§ **Document source**:
::::

Le colonel Kadhafi (1942-2011) était une horreur. Mais il faisait
régner dans la région une sorte d'ordre et il employait beaucoup de
Touareg. Sa mort les a lâchés dans la nature, avec un arsenal. Et
disponibles. Les islamistes qui rodent dans le coin ne pouvaient que
les enrôler. D'autant qu'une cible s'offrait à eux, un fruit prêt à
tomber tant il était blet, pourri par la corruption et les
valses-hésitations : Bamako.
On connaît la suite, l'intervention française (nécessaire), l'aide
efficace des Tchadiens, ne les oublions pas, l'arrivée de forces
internationales et le débat qui monte : faut-il désarmer le MNLA,
Mouvement national pour la libération de l'Azawad (c'est-à-dire le
nord-est du Mali) ? Les présidents malien et nigérien le réclament, au
nom du principe, ô combien légitime, de la souveraineté. La France
repousse à plus tard, par souci de réalisme. Ou de facilité.
Le Mali est ma seconde patrie. Et je connais bien et respecte le Niger,
un pilier dans cette crise. Je vais vous dire. Ma première remarque est
une interrogation, posée aux responsables de mon pays. Vous semblez
avoir l'intention de confier à des milices, composées de « bons »
Touareg, le soin d'assurer la sécurité. Comment pourrez-vous offrir à
ces gendarmes les mêmes revenus que ceux de leurs cousins voleurs ?
DES DESTINS LIÉS
Ma deuxième est un appel au bon sens. Je n'ai rien contre les casques
bleus ni contre les forces internationales. A l'évidence, il en est
d'utiles. Mais j'ai vu à Goma ces 13 000 soi-disant militaires passer
leurs journées à sucer des bières et coûter des milliards de dollars.
Pourquoi des Nicaraguayens et des Srilankais se feraient-ils tuer au
Kivu, surtout pour une mission mal définie ?

::::

§ **Liste des enregistrements**:
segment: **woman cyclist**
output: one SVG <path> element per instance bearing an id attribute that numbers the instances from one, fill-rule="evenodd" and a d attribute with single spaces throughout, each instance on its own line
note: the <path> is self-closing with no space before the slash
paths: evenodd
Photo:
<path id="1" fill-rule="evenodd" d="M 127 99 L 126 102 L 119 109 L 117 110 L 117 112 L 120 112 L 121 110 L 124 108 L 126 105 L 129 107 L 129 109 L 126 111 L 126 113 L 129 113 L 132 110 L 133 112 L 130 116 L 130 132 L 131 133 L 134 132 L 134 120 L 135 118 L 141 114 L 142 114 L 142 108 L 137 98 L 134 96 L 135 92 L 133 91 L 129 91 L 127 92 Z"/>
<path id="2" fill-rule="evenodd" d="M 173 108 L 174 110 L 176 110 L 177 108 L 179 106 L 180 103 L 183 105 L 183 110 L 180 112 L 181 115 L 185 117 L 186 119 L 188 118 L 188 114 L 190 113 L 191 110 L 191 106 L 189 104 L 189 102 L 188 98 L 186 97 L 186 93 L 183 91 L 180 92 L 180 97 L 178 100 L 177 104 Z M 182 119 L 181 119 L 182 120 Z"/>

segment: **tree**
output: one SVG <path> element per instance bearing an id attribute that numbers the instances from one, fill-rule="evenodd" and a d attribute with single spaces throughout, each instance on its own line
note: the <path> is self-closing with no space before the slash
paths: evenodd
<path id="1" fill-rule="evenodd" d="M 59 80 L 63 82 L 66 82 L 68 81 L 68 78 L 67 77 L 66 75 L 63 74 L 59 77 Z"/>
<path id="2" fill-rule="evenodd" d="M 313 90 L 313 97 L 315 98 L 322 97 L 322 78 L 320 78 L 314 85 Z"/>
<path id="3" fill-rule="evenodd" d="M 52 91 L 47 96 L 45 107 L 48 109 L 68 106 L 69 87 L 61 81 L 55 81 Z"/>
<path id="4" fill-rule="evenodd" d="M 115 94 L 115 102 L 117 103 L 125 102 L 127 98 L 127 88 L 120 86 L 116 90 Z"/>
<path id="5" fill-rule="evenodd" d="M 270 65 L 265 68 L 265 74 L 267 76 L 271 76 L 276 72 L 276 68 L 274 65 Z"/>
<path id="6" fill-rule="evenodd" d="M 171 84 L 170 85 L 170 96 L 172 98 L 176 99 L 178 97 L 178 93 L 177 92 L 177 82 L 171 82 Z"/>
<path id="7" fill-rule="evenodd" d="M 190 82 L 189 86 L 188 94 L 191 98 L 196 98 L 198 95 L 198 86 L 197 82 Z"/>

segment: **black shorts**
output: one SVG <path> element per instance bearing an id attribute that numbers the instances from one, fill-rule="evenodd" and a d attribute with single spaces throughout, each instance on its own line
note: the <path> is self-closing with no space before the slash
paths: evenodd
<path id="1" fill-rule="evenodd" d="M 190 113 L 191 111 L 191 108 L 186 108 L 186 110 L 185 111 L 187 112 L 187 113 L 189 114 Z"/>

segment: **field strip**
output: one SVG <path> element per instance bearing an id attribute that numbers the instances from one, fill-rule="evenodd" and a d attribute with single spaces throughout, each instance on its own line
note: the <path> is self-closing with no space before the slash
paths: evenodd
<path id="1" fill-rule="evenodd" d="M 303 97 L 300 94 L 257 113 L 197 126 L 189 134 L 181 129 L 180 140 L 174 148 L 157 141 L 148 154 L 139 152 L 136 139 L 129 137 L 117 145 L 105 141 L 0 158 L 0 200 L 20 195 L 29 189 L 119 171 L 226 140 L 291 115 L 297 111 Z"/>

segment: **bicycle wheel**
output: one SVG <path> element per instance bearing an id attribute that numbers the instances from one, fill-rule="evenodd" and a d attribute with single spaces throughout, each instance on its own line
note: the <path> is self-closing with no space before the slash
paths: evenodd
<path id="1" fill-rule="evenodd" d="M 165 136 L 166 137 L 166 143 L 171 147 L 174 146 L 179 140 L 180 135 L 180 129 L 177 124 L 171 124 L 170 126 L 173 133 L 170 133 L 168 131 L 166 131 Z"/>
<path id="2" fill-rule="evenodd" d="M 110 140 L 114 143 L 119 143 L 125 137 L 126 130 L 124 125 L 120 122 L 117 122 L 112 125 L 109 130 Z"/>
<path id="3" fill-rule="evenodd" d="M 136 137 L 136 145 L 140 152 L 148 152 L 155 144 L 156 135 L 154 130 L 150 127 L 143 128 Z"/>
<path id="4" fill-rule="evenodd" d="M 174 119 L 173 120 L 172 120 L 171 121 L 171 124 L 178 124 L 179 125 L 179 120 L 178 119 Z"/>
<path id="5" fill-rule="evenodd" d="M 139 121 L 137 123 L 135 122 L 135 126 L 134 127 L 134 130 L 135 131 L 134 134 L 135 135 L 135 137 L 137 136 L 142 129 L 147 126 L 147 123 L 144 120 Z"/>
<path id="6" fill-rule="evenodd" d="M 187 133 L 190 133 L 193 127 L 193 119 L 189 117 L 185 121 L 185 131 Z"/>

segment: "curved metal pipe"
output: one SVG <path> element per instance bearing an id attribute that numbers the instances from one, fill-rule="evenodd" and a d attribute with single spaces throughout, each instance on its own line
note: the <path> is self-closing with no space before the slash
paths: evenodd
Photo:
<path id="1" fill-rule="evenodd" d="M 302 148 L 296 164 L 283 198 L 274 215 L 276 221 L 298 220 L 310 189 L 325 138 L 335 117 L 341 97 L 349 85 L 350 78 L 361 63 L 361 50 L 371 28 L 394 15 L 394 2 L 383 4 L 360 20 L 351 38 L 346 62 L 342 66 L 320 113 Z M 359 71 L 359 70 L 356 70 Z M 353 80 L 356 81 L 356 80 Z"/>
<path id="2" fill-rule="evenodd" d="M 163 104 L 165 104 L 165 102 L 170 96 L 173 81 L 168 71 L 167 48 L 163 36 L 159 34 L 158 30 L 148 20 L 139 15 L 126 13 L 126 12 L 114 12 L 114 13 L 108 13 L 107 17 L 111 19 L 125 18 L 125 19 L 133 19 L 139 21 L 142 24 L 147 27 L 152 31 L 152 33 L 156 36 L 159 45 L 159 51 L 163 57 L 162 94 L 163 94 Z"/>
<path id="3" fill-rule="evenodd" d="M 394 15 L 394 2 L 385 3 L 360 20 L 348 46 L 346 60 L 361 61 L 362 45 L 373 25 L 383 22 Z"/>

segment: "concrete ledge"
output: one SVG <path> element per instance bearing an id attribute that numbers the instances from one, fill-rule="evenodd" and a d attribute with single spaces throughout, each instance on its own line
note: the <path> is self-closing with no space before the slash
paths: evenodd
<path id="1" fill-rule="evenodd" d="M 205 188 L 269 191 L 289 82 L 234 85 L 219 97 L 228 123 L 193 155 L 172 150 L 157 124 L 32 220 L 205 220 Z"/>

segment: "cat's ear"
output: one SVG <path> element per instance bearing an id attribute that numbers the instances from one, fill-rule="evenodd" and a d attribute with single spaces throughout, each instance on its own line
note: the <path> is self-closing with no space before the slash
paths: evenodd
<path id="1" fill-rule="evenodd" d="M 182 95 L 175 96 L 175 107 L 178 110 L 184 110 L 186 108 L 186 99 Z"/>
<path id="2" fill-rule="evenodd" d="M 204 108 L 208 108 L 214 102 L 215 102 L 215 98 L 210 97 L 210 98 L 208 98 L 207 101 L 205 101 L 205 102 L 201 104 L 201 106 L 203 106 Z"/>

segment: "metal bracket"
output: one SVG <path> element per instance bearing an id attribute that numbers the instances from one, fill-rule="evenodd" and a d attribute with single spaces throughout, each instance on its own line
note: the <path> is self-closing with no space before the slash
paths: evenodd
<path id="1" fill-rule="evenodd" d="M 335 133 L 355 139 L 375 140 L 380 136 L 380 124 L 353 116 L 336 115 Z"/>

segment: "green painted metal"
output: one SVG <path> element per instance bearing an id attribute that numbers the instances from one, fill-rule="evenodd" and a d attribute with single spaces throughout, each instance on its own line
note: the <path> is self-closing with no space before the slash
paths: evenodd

::::

§ **Tâche brève**: Prolongez le texte sur la crise au Mali en reprenant immédiatement après sa dernière phrase.

§ **Réponse attendue**:
Ma troisième une conviction. Ce genre de crise recommencera. Car la
cause demeure : le manque de développement. L'absence totale de
perspective pour les jeunes de plus en plus nombreux. Le Sahel est le
seul endroit du monde où ne se constate aucune transition démographique
: toujours 6,6 enfants par femme en moyenne. Bamako, ce gros bourg,
comptera 6 millions d'habitants dans douze ou treize ans. Donc
développer, plus que jamais développer. Et donner aux femmes la
maîtrise des naissances.
Il y a juste vingt et un ans, avec Eric Fottorino et Christophe
Guillemin, nous avons écrit Besoin d'Afrique (Fayard). J'entends encore
les ricanements. Oui, nous avons besoin d'Afrique. Pour la croissance
comme pour la sécurité. Celle-là ayant quelque chance de favoriser
celle-ci.
Nos destins sont liés. Un exemple ? Avec une grande partie de l'Afrique
nous avons un trésor en partage : la langue française. A part quelques
sommets aux fastes dépassés et aux parlotes répétitives, qu'en
faisons-nous ? Rien. Pourquoi, à cause de bourses méprisantes à force
d'être ridicules, laissons-nous le meilleur de la jeunesse africaine se
former à Boston, Montréal ou… Séoul et Pékin ?
Le mot Méditerranée veut dire la mer au milieu des terres. Quelle
menace pour l'Europe si le Maghreb échoue à nourrir ses populations. Et
quelle aubaine si la prospérité s'installe juste de l'autre côté de
l'eau bleue et par-delà les sables du Sahara.